:: CHALLENGE ::
Give the lines again exactly, from the one holding "of the calm" to the last line of the listing below, both ends included and nothing added.

:: INFORMATION PROVIDED ::
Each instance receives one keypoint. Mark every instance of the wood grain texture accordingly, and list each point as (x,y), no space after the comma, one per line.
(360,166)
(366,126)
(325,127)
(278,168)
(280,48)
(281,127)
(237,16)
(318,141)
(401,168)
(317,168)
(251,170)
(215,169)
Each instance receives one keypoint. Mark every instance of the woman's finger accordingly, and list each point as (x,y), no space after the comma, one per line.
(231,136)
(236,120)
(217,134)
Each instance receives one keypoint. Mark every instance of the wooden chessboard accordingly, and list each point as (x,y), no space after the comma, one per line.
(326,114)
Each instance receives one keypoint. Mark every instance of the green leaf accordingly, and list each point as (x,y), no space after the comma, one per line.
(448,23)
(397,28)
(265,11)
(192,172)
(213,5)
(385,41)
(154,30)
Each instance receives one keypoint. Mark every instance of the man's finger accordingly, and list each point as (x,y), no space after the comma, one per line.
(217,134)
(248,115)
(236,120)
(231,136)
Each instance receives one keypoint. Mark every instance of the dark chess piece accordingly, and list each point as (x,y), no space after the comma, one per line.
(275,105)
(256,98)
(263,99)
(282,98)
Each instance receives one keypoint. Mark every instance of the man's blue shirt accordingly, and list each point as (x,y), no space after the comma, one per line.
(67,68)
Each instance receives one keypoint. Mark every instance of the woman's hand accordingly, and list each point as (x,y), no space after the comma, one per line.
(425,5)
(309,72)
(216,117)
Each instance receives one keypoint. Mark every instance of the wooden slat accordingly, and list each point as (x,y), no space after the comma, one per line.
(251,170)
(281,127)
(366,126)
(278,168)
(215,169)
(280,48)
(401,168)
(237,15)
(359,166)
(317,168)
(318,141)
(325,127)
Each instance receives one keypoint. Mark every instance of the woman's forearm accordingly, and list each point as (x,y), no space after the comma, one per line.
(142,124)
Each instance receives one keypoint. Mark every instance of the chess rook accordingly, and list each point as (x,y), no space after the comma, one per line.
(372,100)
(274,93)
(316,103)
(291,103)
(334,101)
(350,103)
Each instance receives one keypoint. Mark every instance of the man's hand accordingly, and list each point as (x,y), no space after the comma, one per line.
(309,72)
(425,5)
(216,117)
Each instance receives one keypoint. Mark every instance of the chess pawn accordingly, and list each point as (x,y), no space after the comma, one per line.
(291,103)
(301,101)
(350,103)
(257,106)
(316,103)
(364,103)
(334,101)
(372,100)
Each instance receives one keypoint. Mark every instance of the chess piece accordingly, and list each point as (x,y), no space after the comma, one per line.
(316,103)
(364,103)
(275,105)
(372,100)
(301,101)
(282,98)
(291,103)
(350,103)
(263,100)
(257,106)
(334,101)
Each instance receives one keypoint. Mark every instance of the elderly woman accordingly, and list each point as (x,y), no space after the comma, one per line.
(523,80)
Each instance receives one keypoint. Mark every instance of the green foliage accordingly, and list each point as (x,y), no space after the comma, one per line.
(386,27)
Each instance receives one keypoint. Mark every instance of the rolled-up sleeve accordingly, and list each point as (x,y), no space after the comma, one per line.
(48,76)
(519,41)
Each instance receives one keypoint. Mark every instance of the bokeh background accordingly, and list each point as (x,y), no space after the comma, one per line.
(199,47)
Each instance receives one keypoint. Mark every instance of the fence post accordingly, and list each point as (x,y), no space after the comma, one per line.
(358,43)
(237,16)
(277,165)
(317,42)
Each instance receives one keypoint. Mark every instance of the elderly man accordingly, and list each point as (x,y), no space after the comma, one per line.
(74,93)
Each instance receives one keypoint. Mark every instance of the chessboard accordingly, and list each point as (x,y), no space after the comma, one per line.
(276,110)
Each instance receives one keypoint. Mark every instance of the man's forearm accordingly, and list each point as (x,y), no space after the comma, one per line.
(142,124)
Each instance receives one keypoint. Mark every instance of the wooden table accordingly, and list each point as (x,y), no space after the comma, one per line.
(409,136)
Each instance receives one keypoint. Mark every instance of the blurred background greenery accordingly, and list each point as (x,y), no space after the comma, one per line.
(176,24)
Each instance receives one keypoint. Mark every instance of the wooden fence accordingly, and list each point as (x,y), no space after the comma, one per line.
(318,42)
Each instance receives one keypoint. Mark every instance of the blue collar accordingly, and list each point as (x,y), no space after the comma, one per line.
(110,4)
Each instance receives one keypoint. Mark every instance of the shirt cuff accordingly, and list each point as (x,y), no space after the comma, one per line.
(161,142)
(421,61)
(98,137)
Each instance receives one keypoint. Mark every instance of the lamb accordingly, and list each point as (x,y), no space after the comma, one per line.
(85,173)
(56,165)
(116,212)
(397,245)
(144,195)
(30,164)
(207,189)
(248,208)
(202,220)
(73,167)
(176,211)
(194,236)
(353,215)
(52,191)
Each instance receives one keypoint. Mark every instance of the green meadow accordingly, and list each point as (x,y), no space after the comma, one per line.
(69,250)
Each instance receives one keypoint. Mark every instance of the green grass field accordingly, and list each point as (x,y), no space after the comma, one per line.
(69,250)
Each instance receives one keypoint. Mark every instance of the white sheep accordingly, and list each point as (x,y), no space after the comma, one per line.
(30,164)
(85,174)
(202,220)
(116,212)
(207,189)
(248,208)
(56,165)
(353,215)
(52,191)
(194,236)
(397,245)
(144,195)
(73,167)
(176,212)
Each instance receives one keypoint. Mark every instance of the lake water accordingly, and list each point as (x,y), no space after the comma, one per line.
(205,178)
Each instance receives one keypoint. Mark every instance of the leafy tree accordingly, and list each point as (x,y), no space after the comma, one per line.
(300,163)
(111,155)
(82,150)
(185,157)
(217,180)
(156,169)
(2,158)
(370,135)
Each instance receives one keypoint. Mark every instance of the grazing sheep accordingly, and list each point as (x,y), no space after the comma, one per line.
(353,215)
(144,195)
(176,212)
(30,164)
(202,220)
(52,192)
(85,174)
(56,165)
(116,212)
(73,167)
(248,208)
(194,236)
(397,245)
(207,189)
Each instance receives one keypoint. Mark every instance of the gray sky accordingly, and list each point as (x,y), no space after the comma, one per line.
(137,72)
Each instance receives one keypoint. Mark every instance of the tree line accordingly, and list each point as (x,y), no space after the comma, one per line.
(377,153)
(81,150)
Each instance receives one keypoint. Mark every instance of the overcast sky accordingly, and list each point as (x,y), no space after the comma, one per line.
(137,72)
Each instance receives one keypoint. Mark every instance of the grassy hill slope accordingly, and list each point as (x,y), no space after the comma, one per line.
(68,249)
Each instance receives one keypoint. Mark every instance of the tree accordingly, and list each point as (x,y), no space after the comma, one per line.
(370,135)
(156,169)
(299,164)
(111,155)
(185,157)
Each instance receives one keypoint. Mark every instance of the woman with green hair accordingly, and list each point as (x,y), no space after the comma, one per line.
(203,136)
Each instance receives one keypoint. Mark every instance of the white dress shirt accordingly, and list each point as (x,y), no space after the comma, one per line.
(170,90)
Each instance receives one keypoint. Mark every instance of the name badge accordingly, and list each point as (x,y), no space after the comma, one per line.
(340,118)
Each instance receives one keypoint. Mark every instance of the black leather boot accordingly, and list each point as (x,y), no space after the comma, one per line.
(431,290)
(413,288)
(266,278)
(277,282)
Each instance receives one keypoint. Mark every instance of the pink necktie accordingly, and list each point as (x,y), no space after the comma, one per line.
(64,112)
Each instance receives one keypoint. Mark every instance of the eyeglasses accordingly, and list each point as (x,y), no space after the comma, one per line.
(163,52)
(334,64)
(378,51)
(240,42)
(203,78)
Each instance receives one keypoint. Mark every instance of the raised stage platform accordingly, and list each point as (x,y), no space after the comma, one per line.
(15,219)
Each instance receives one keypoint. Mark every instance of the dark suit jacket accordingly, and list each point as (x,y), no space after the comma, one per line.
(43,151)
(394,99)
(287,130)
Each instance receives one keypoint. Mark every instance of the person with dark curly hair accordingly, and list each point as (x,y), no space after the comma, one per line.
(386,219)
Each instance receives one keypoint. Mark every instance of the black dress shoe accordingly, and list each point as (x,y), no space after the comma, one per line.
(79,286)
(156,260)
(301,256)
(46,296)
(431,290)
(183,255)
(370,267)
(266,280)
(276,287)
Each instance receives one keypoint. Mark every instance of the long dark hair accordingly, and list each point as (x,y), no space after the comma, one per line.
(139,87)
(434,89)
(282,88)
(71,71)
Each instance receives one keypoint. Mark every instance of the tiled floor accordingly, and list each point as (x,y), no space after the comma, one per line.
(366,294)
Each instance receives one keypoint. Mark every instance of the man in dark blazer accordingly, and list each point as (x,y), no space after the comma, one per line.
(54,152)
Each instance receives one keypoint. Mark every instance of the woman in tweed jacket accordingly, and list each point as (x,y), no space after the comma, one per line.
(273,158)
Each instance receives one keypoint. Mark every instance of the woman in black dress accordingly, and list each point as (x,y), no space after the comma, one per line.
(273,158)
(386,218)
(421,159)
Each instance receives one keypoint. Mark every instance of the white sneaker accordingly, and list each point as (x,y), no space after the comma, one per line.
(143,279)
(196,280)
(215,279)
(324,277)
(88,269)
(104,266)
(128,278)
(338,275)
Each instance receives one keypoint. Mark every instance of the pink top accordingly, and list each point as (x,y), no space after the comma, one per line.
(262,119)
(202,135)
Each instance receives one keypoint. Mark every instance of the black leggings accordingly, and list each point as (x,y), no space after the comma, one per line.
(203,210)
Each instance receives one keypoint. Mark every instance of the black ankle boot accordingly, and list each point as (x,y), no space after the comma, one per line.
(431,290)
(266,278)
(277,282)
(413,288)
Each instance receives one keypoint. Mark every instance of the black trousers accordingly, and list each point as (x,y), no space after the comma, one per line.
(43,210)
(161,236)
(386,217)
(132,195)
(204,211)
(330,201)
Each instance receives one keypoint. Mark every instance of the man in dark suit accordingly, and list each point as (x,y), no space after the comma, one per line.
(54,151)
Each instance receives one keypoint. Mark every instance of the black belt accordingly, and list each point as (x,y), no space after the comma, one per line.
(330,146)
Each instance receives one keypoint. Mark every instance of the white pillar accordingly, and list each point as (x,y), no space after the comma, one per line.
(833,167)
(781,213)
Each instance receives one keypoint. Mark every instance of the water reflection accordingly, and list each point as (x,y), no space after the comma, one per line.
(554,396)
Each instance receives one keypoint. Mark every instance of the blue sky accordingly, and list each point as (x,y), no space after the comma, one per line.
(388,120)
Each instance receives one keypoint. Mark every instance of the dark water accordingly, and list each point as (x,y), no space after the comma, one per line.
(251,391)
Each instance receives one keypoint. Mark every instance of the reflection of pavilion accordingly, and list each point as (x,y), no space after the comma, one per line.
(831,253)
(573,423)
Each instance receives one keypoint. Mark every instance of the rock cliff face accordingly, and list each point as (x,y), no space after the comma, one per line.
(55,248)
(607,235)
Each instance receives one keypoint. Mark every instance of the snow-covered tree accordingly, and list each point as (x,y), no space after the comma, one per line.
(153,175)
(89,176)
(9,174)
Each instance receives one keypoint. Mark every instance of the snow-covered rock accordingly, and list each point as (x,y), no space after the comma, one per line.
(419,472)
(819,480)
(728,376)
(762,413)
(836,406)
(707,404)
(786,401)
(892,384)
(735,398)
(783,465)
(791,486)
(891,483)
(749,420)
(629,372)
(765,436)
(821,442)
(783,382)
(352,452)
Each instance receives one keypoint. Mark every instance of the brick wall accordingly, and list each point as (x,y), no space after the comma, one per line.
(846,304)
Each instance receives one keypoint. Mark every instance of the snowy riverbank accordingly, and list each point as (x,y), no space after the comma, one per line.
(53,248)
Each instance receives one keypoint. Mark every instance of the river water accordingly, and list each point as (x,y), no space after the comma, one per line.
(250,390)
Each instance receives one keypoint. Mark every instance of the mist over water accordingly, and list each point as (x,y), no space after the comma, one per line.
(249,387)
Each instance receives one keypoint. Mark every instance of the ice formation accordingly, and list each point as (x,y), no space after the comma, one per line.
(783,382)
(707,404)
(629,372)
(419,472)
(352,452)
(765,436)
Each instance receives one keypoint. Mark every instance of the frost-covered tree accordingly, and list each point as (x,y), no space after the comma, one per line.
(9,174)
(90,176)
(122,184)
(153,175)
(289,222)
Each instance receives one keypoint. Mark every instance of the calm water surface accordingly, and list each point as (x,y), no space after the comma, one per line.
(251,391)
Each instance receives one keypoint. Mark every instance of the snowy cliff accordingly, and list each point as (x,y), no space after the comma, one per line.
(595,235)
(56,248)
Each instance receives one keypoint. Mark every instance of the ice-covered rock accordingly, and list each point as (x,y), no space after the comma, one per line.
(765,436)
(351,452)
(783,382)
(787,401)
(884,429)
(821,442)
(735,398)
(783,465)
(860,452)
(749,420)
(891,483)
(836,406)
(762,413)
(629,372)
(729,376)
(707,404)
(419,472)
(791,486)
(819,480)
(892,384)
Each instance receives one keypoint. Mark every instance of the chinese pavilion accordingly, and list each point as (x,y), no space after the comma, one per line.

:: EXERCISE ANSWER ::
Each instance receives one keypoint. Mark every instance of the calm water surface accordingly, and list each point as (x,y), no space after the comma, one per line.
(251,391)
Each instance receives one keypoint. Mark every instance of the snowy cliff accordingly, and list each point as (x,y), no space after the comma, one per line.
(595,235)
(56,248)
Each instance receives one keypoint. Mark every instance of the ice-covered rock accordingly, and list each point as (x,y), no space after the comma, one per line.
(765,436)
(351,452)
(783,382)
(787,401)
(884,429)
(821,442)
(735,398)
(783,465)
(860,452)
(749,420)
(891,483)
(836,406)
(762,413)
(629,372)
(729,376)
(707,404)
(419,472)
(791,486)
(819,480)
(892,384)
Each instance receives one keypoint. Mark every instance of the chinese pavilion accordingly, and list each point as (x,y), no space after the comma, one per line.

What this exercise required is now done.